Objective ▸ Please find every line in the records below that contains the string "woman", treating uppercase and lowercase as different, and copy each such line.

Raw records ▸

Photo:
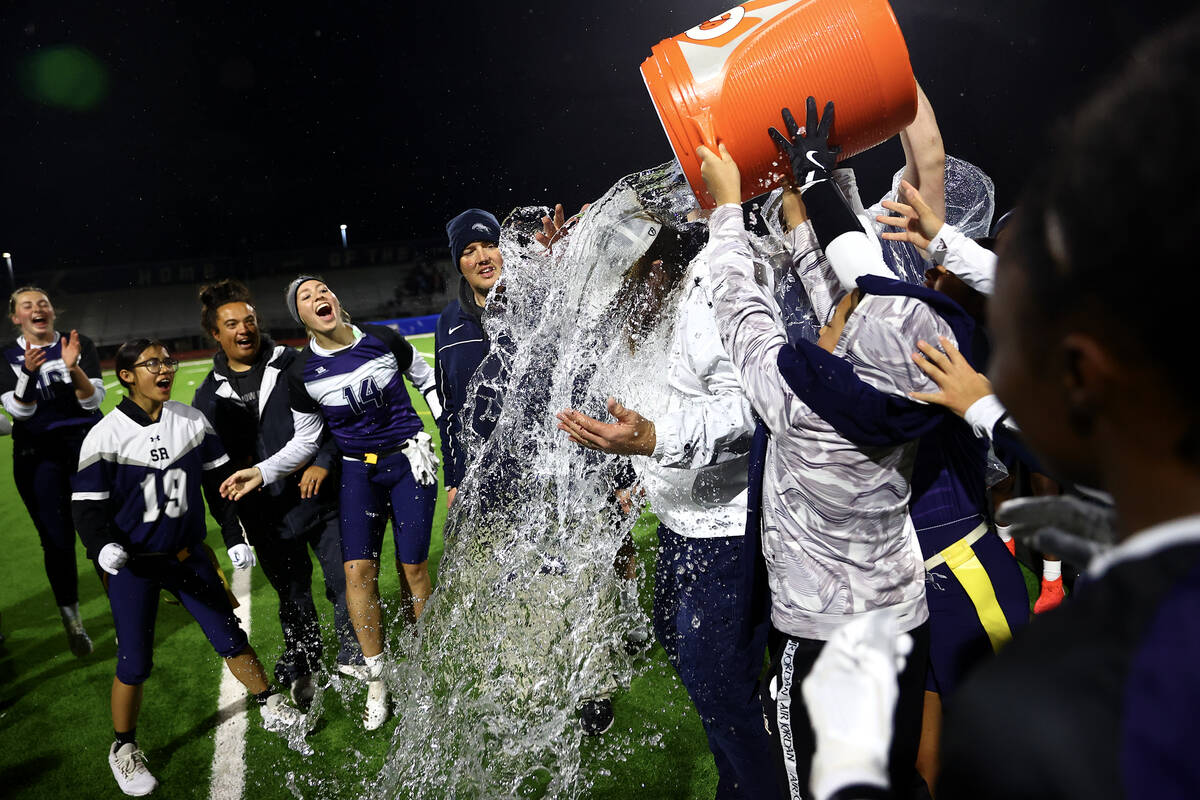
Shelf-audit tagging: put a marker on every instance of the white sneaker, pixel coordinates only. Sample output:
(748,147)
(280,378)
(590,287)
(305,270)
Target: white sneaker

==

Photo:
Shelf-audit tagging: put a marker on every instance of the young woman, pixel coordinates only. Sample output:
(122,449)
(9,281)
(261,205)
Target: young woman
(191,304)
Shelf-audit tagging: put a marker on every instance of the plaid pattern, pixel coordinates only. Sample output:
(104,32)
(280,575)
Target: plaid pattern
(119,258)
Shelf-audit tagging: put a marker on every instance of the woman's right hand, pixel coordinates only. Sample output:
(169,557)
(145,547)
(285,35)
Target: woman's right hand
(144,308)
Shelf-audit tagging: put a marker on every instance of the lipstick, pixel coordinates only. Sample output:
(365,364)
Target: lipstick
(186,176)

Written solution ▸
Shelf-audit tagging: put a marker on every instance of the young woman, pixel coordinates only. Sample output:
Target: young woman
Shelf-audit tagging: put a marker on every instance of the woman's right hand, pixel coordinates only. Sample output:
Target: woman's right hand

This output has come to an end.